GIVEN REQUEST
Can you copy every item below word for word, leaving the pictures out of your answer?

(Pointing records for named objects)
_ _ _ _ _ _ _
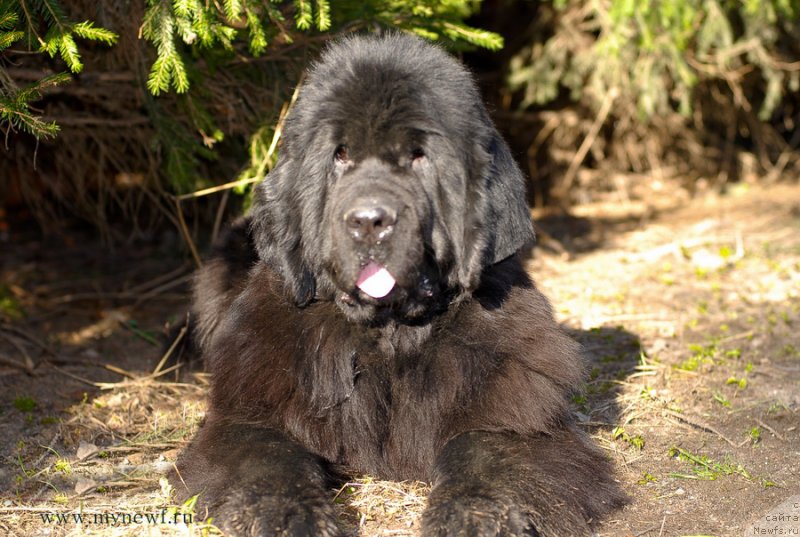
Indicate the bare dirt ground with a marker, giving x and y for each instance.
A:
(689, 313)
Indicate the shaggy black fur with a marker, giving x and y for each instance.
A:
(459, 376)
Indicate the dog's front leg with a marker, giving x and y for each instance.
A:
(253, 481)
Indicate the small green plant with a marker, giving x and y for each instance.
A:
(720, 398)
(41, 26)
(741, 383)
(646, 478)
(24, 403)
(63, 466)
(636, 441)
(705, 468)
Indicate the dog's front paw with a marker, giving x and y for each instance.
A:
(266, 514)
(475, 516)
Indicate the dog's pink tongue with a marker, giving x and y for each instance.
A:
(375, 280)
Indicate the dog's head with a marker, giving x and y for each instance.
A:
(393, 190)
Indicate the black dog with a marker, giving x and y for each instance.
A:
(371, 313)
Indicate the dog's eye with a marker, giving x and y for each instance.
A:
(341, 154)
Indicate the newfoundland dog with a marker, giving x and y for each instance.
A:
(371, 314)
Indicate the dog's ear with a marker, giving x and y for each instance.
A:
(511, 224)
(277, 231)
(497, 223)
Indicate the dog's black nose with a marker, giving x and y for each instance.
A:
(370, 222)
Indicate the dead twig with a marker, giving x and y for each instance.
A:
(770, 429)
(583, 150)
(27, 364)
(699, 424)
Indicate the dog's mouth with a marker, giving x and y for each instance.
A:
(375, 280)
(378, 286)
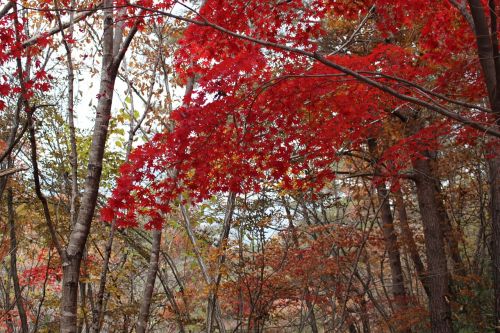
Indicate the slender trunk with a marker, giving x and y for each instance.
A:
(438, 276)
(78, 237)
(142, 322)
(13, 263)
(494, 165)
(96, 314)
(488, 54)
(390, 237)
(179, 316)
(409, 240)
(213, 308)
_ _ _ _ _ _ _
TASK SOLUTION
Indicate the bare dirt ground with a marker, giving x and y for each instance.
A:
(689, 313)
Indicate the shaggy black fur with a marker, giving x and y for each instance.
A:
(459, 376)
Indicate the dog's front leg with a marker, giving x and y for each instance.
A:
(253, 481)
Indicate the small green plant with a marker, giving x and y for each instance.
A:
(720, 398)
(41, 26)
(741, 383)
(646, 478)
(24, 403)
(63, 466)
(636, 441)
(705, 468)
Indicate the dog's front paw with a marker, giving x and y for each instance.
A:
(266, 514)
(475, 516)
Indicate the dog's pink tongue with a marker, giving x and y for each instance.
A:
(375, 280)
Indicate the dog's head with a marker, giving x and y for each instance.
A:
(393, 190)
Indicate the black dog with a marker, giving x and y for each instance.
A:
(371, 313)
Indicate the dog's eye with a marker, giving x and y for each instance.
A:
(341, 154)
Indicate the newfoundland dog with a marker, giving x and y for each instance.
A:
(371, 314)
Indicate the dog's ear with a marker, giving x and y for each instance.
A:
(511, 224)
(277, 231)
(497, 223)
Indicate the dog's black nose with a marker, giving x and y for each instance.
A:
(370, 222)
Indicate the dead twig with a marker, giving x and y for each instance.
A:
(770, 429)
(583, 150)
(27, 364)
(699, 424)
Indicate the dog's mouth with a marker, giving x and y for each instance.
A:
(375, 280)
(378, 286)
Indicate the slender trunk with a marker, giving x and y for each instance.
A:
(438, 276)
(78, 237)
(142, 322)
(13, 263)
(494, 165)
(96, 314)
(488, 54)
(390, 237)
(179, 316)
(409, 240)
(213, 308)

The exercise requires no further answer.